Point labeling dataset excerpts
________________

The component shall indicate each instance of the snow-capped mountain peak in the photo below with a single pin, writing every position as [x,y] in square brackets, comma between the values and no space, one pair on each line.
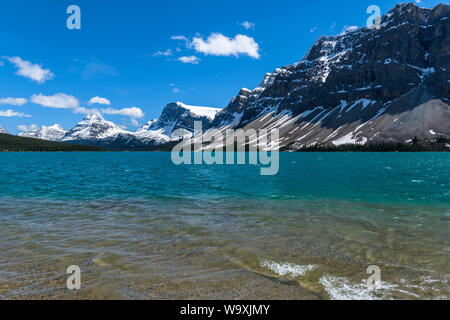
[94,127]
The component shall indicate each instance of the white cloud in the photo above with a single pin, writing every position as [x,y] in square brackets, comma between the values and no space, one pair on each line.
[135,123]
[23,127]
[348,29]
[166,53]
[180,38]
[99,100]
[13,101]
[92,68]
[83,110]
[59,101]
[219,45]
[11,113]
[190,59]
[132,112]
[248,25]
[31,71]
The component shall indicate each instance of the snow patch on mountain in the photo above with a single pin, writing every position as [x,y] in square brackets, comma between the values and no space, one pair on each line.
[51,133]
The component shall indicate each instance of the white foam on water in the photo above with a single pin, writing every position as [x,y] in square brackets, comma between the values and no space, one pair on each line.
[286,268]
[340,288]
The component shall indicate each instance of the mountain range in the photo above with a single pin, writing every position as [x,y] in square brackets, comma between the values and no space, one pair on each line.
[364,86]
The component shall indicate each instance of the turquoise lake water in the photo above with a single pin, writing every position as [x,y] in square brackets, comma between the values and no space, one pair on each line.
[140,227]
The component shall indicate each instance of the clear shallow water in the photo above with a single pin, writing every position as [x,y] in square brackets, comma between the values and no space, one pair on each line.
[140,227]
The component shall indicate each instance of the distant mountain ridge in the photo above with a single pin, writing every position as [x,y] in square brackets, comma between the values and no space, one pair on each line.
[363,86]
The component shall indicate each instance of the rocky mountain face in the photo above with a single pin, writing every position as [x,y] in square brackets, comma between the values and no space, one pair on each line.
[52,133]
[388,84]
[362,86]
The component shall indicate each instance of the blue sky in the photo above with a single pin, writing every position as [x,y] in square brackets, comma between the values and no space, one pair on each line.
[140,55]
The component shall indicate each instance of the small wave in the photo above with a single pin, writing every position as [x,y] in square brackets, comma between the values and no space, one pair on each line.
[286,268]
[340,288]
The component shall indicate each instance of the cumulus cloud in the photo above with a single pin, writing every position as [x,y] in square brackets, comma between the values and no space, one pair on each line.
[31,71]
[11,113]
[166,53]
[247,25]
[99,100]
[85,111]
[132,112]
[219,45]
[349,29]
[58,101]
[13,101]
[179,38]
[23,127]
[135,123]
[190,59]
[91,68]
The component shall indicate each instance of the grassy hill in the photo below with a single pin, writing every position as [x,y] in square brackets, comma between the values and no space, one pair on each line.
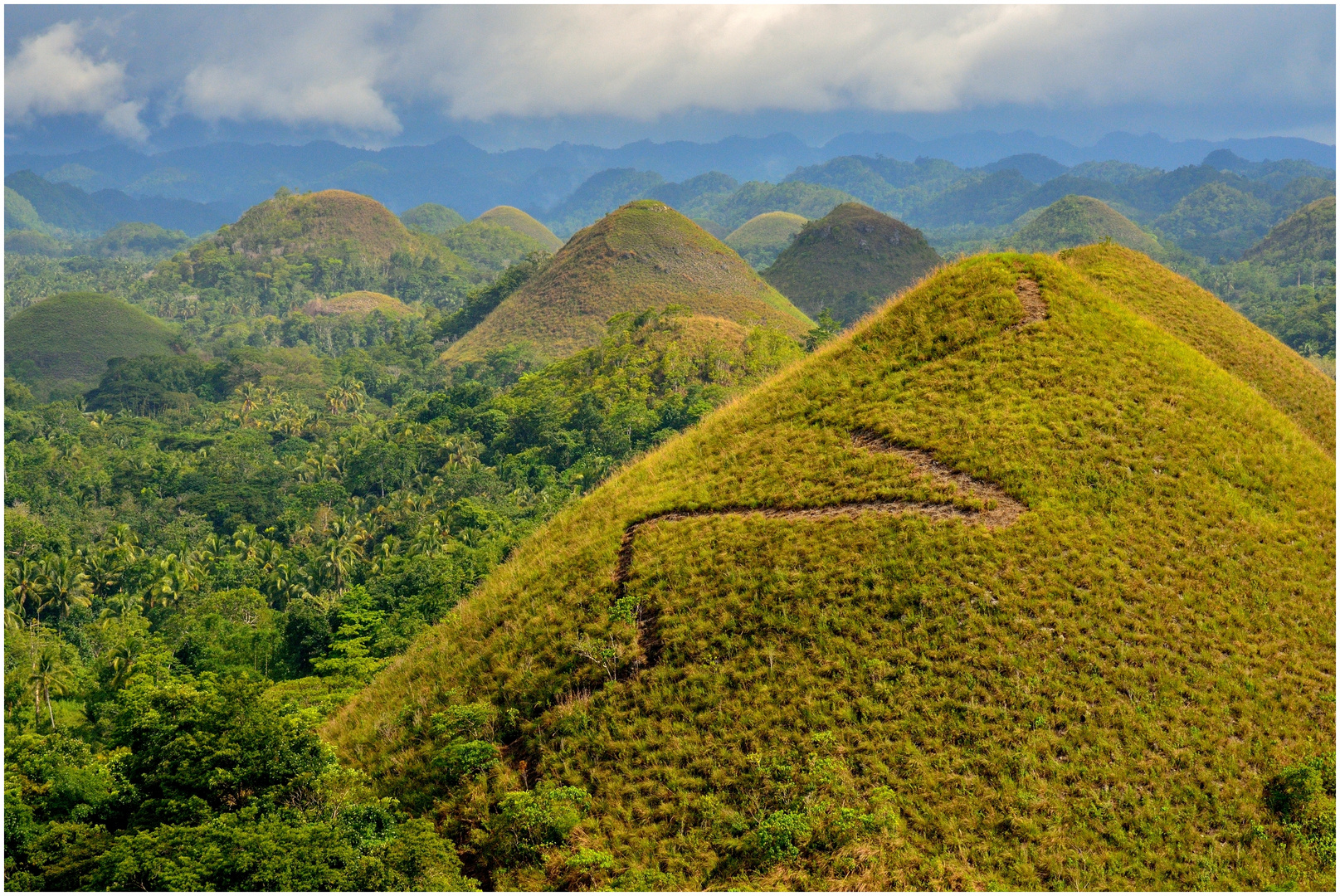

________________

◆ The exercise
All entries must be written out again exactly as given, with no pictures in the copy.

◆ Result for this task
The component shall indicate each instance of the snow-capped mountain peak in the photo below with a single pin, writing every position as [x,y] in square brackets, comma between the values and no space, one pair on each line.
[94,127]
The component shall indicate each instance of the white cloud in the photo above with a single pin, writing every position as [x,y] in square brackets, comma between the values and no space, one pair on each line.
[135,123]
[23,127]
[348,29]
[166,53]
[180,38]
[99,100]
[13,101]
[92,68]
[83,110]
[59,101]
[219,45]
[11,113]
[190,59]
[132,112]
[248,25]
[31,71]
The component shall indicate each instance of the snow patch on mountain in the photo above with a single pin, writing every position as [x,y] in square brackets, comma between the values and no space, one pair on each line.
[51,133]
The component shall indicate each instance of the white foam on water in the photo above with a single pin, writing every position as [x,y] in square brackets, comma between the values and no space, one pair on each line.
[286,268]
[340,288]
The component shall indicate each instance of the mountain range in the photo above with a single pin, writing every position as [x,y] in square brackets, comma between the values and no space, one pair on each line.
[364,86]
The component shall indicate each instance of the turquoise lake water in the photo above with a single pin, writing every position as [x,y] in square brackets, comma between the values and no space, one pair on each line.
[140,227]
The component shall indicate each instance of the clear shallow water in the photo above with a single pin, writing every position as [x,y] in square brackets, comma between the values and no space, one pair on each line.
[140,227]
The component shall indicate each instance of the distant mountain ridge in the photo above with a single pin, writing every position as [x,y] in square brackets, comma between the values and no space, one pair on each line.
[363,86]
The component shall indicate each instance of the rocky mountain face in the photo above with a single pin, writing every position as [x,y] in square brackets, comma between the values and no space, one pair on each line.
[52,133]
[388,84]
[362,86]
The component shall indicate each instance of the blue sky in the photo above with a single pin, writing every position as [x,y] in square brackets, comma between the values and no space, one pair on each line.
[140,55]
The component shall indicate each instance of the small wave in the photo above with a single pin, writing every position as [x,y] in square brackets, comma between the values and no space, one pair on each line.
[286,268]
[340,288]
The component shall indicate each instance of the cumulus cloud in the photo above with a single pin, writing every position as [x,y] in square brackets, comma between the values and no space, one pair on each line.
[31,71]
[11,113]
[166,53]
[247,25]
[99,100]
[85,111]
[132,112]
[219,45]
[349,29]
[58,101]
[13,101]
[179,38]
[23,127]
[135,123]
[190,59]
[91,68]
The component shall indicate each instance of the grassy hill in the photo below with a single pin, writing every position as [x,y] in square brackets, comma between the values and no space, one pair on each line.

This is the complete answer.